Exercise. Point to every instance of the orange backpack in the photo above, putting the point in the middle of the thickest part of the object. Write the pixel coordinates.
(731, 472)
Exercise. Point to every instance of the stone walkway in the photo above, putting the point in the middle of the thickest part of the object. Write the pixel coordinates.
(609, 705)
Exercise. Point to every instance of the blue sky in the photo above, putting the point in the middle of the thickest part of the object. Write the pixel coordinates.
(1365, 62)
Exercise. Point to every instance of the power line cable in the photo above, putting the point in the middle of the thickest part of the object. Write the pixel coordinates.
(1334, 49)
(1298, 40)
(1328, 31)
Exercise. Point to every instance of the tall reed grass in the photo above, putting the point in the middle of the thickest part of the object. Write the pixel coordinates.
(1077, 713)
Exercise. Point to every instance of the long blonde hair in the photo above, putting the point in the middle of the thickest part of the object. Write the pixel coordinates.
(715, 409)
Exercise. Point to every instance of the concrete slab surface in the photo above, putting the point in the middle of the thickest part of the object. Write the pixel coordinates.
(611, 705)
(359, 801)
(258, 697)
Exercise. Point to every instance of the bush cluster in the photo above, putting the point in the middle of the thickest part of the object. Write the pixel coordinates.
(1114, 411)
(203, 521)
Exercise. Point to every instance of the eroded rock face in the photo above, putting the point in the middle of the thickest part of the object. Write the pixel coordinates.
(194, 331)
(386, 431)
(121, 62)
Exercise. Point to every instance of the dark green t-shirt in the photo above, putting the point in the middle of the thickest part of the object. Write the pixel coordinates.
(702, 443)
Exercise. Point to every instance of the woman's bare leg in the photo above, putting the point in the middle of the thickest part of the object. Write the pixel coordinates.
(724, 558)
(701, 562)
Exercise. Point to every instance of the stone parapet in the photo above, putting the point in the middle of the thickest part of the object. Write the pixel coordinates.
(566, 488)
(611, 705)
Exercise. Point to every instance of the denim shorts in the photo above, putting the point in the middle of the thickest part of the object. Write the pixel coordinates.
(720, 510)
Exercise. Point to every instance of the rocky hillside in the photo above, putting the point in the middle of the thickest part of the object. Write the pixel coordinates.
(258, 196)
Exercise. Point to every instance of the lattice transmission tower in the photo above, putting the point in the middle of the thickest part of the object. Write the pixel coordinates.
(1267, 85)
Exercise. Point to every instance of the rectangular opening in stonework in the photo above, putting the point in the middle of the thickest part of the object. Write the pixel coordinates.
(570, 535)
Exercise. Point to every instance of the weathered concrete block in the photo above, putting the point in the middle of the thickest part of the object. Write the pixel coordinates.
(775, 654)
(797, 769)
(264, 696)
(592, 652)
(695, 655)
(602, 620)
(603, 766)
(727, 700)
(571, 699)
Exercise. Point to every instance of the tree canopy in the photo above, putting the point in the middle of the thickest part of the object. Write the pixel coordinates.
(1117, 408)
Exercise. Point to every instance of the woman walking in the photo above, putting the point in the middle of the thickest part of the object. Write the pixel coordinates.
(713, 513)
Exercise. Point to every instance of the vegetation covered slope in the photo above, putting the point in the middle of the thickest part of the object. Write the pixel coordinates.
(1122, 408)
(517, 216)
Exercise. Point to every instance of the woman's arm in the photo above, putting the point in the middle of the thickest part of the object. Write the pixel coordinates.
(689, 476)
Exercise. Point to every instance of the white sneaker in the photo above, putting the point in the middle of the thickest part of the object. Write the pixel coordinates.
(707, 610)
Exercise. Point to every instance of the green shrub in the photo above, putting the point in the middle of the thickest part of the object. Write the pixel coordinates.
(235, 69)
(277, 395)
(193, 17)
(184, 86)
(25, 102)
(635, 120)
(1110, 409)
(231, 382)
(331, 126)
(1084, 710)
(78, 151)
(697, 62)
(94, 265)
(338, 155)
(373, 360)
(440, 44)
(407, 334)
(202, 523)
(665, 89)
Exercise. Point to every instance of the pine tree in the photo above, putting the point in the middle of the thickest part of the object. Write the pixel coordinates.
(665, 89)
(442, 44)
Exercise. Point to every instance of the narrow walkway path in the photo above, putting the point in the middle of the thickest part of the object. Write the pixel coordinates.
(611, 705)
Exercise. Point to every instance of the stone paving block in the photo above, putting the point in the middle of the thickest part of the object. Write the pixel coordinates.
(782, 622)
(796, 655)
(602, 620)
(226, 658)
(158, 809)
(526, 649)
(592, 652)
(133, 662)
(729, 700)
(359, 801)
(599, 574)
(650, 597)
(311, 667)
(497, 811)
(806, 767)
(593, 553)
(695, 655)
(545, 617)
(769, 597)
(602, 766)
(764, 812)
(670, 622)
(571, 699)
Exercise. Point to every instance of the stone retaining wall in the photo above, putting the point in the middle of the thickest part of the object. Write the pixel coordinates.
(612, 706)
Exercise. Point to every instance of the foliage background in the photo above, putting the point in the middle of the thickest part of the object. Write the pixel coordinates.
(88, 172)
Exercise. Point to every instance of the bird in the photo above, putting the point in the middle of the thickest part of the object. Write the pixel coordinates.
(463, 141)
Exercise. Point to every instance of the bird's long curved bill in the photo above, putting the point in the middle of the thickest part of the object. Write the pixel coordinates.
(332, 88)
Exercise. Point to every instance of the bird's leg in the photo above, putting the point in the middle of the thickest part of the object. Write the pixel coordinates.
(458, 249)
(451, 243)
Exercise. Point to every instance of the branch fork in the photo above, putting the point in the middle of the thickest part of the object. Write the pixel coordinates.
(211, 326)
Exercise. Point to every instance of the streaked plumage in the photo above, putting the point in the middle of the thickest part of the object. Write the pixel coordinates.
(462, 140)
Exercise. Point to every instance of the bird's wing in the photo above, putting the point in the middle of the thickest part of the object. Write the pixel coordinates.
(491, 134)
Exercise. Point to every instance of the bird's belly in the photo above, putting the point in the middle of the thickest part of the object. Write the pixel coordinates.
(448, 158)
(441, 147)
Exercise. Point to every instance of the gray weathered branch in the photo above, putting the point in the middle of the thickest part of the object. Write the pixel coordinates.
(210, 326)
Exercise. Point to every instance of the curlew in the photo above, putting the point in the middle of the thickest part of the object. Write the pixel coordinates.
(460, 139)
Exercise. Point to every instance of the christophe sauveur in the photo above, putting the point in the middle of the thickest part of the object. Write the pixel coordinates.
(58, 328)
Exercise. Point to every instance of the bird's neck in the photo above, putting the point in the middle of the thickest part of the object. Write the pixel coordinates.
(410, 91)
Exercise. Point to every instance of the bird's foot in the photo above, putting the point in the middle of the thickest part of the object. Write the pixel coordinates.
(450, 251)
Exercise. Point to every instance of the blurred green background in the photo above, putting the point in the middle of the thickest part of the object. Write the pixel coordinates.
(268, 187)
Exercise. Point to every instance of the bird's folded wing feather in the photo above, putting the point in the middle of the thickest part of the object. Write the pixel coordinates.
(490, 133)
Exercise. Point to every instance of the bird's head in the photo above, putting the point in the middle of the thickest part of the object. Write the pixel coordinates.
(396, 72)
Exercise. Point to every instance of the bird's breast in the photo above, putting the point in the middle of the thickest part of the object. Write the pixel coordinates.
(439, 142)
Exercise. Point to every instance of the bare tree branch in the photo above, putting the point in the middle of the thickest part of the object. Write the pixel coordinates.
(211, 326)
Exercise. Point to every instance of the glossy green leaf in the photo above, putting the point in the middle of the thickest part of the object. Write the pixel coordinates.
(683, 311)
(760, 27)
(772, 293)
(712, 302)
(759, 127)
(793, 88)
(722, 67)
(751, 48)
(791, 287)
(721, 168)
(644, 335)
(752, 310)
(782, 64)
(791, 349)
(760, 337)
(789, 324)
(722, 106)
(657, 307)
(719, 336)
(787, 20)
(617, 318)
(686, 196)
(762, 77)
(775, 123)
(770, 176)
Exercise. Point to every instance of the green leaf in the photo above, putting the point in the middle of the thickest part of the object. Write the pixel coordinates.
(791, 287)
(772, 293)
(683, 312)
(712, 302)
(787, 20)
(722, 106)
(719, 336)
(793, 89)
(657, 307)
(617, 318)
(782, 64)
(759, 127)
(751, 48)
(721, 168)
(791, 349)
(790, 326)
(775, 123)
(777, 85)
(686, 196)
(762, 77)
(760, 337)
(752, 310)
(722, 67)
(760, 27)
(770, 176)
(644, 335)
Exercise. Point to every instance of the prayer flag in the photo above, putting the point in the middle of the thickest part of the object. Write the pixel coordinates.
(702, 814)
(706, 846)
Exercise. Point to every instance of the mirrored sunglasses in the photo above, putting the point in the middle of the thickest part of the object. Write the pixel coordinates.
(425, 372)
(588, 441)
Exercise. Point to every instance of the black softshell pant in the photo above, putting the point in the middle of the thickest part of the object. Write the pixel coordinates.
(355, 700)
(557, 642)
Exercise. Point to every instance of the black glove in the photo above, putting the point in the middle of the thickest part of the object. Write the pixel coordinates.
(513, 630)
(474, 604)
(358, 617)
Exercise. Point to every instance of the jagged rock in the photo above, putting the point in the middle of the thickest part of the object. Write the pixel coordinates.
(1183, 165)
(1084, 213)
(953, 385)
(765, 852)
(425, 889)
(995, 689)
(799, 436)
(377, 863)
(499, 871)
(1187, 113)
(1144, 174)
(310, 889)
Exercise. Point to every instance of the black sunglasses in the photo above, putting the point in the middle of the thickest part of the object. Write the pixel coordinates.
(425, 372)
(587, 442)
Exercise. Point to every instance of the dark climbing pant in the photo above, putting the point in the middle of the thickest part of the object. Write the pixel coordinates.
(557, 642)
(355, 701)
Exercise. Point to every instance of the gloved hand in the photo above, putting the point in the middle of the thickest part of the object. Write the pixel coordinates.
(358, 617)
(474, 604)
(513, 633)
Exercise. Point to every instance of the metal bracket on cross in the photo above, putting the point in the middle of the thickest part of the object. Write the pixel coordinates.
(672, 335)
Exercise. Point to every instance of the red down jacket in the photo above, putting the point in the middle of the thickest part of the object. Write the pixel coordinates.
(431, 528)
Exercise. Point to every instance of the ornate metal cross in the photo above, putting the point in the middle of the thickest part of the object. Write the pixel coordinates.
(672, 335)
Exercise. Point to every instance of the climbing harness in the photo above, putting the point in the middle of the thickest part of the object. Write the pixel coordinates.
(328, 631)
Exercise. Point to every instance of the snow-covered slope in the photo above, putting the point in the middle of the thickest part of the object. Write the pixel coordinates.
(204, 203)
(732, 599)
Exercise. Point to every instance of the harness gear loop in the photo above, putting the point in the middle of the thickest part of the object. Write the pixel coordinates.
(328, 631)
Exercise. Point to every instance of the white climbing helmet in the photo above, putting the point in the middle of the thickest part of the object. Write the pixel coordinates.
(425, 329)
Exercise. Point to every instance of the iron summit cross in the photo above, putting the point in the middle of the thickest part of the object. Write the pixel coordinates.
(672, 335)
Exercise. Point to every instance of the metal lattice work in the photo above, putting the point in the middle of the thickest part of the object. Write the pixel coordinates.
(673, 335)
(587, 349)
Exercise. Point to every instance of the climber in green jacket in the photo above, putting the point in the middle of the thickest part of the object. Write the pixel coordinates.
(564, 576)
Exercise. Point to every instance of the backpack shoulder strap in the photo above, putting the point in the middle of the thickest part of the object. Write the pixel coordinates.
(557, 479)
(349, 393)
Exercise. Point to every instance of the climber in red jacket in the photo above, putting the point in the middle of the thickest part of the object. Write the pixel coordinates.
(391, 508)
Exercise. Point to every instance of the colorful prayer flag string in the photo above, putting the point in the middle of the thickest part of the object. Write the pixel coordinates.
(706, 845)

▬▬▬▬▬▬

• [Exercise aim]:
Produce an exact repeat of the lines from the one containing "Exercise. Point to every instance of the backpack" through the last line of the data, and nothing more.

• [The answer]:
Exercise. Point to every instance of the backpack shoulder strap in the photo above, putting the point in the middle of the thickest part of the object. Write the pixel coordinates.
(557, 479)
(349, 393)
Exercise. Point to every instance of the climber in red jacket in the photo above, putting the point in the middle of the thickest part of the object. Write the pixel coordinates.
(391, 508)
Exercise. Point to every instance of the colorful prayer flag string in the photo above, putting the point in the middle of the thickest part of the object. Write the pixel coordinates.
(706, 845)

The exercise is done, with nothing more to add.